**WHAT NEEDS TO BE DONE:** Print the full listing exactly.

[Excerpts from point annotation data]
......

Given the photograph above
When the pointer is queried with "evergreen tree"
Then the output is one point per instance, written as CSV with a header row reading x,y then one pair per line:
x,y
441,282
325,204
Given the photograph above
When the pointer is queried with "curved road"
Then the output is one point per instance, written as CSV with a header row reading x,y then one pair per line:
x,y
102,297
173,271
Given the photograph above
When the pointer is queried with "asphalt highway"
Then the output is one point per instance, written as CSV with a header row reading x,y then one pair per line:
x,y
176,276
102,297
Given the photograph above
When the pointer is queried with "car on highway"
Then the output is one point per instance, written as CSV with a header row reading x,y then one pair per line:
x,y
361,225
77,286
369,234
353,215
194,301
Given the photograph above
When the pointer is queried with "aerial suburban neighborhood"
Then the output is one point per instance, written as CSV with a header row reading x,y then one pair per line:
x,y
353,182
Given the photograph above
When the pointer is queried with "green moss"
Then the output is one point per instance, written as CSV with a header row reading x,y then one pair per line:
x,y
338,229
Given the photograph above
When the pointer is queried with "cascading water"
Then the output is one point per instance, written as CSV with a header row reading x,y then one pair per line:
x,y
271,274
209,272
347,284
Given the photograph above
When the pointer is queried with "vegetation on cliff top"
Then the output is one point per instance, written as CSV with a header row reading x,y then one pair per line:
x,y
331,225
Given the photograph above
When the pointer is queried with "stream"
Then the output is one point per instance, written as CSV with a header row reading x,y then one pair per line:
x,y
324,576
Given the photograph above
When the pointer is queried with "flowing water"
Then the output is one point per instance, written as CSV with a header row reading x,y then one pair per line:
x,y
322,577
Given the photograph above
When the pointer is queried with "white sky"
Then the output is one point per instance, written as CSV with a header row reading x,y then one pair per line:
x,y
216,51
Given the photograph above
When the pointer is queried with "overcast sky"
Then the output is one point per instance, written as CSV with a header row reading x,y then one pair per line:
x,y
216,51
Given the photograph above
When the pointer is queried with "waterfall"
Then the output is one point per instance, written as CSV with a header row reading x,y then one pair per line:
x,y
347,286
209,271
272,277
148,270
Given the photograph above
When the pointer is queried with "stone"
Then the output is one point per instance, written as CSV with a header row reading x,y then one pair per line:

......

**RESULT:**
Given the photograph above
When the pointer is queried with "evergreen tree"
Then the output is one point per instance, written as CSV with a header row reading x,y then one pair per line:
x,y
441,282
325,204
Given the photograph above
When the pointer is queried with "curved road"
Then the output is one point per instance, written as CSV with a header row reading x,y then one pair per line:
x,y
102,297
173,271
Given the photograph above
When the pointer is queried with "asphalt highway"
Then the output is one point per instance, written as CSV with a header row reading x,y then one pair per line:
x,y
176,276
102,297
Given the photograph above
When the pointer is queried with "car on highway"
Then the output is one point per instance, written as CSV with a header row reading x,y then one pair per line:
x,y
361,225
77,286
369,234
353,215
194,301
Given the photograph above
When the pointer is queried with "aerial suburban neighborhood"
Then the output is one point per instance, written as CSV with a header row reading x,y then one pair per line:
x,y
353,182
Given the photograph above
When the pointer is queried with "green moss"
Then the output is one point per instance, written as CSV with a header row reading x,y then one pair per line:
x,y
338,229
Given the photograph above
When the pointer is queried with "cascading water"
Then the output is one point per instance, written as CSV with a header row reading x,y then one pair per line:
x,y
271,274
209,272
347,284
Given the photograph above
When the pointer is queried with "vegetation on cliff top"
Then the output is one point per instance, written as CSV with a header row reading x,y then one pair per line:
x,y
331,225
Given the photograph above
When the pointer is queried with "stream"
Then the output is one point per instance, written as CSV with a header row reading x,y then one pair per line:
x,y
324,576
Given the photograph above
When the pointer is queried with "flowing water"
Then the output is one point per instance, written as CSV with a header row reading x,y then one pair per line:
x,y
322,577
Given the photograph above
When the pointer is queried with "white sky"
Then the output is one point per instance, written as CSV with a header row reading x,y then one pair per line:
x,y
216,51
Given the photograph above
When the pointer is queried with "overcast sky"
Then the output is one point per instance, written as CSV with a header row reading x,y then one pair per line:
x,y
216,51
Given the photograph above
When the pointer is queried with "waterfall"
Then the output is one point per instance, written as CSV with a header row reading x,y then one pair per line:
x,y
347,286
209,271
272,277
148,270
Given the photograph above
When the pointer is queried with "stone"
Then the output is one point per instance, written as CSV with a header row reading x,y then one pair per line:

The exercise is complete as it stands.